OBJECTIVE:
Copy the records verbatim, starting at the line with "Find the cockpit" and continuing through the last line of the records.
begin
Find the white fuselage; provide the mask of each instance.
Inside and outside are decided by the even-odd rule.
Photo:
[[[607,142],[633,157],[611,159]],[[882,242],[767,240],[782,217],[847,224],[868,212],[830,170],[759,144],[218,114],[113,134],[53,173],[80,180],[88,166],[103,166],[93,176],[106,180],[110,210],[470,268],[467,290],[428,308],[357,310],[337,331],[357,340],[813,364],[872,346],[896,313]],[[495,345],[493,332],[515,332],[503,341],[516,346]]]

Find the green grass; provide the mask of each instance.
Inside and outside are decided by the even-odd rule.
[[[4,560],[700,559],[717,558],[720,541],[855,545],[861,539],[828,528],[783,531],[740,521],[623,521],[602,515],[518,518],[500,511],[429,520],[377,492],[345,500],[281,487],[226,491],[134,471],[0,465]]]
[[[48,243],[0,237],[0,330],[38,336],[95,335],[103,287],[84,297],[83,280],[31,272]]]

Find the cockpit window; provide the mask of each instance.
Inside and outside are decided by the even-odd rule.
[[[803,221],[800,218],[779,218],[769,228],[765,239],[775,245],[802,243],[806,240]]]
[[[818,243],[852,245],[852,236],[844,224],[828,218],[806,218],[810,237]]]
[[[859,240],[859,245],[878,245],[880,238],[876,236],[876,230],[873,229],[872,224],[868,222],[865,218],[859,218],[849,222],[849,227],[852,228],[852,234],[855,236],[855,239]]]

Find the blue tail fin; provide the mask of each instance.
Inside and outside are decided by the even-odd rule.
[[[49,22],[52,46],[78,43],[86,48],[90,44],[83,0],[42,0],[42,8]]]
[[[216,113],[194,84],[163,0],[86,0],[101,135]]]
end
SOLUTION FOR THIS PROBLEM:
Find the cockpit window; provide the mask of each instance.
Inside and outside are decided by the even-odd rule.
[[[803,221],[800,218],[779,218],[769,228],[765,239],[775,245],[802,243],[806,240]]]
[[[818,243],[852,245],[852,236],[844,224],[828,218],[806,218],[810,237]]]
[[[859,240],[859,245],[878,245],[880,238],[876,236],[876,230],[873,229],[872,224],[868,222],[865,218],[859,218],[849,222],[849,227],[852,228],[852,234],[855,236],[855,239]]]

Find the blue tail fin; provide the mask of each instance.
Inside and outside are decided by the even-odd rule.
[[[49,22],[52,46],[78,43],[86,48],[90,44],[83,0],[42,0],[42,8]]]
[[[216,113],[194,84],[163,0],[86,0],[101,135]]]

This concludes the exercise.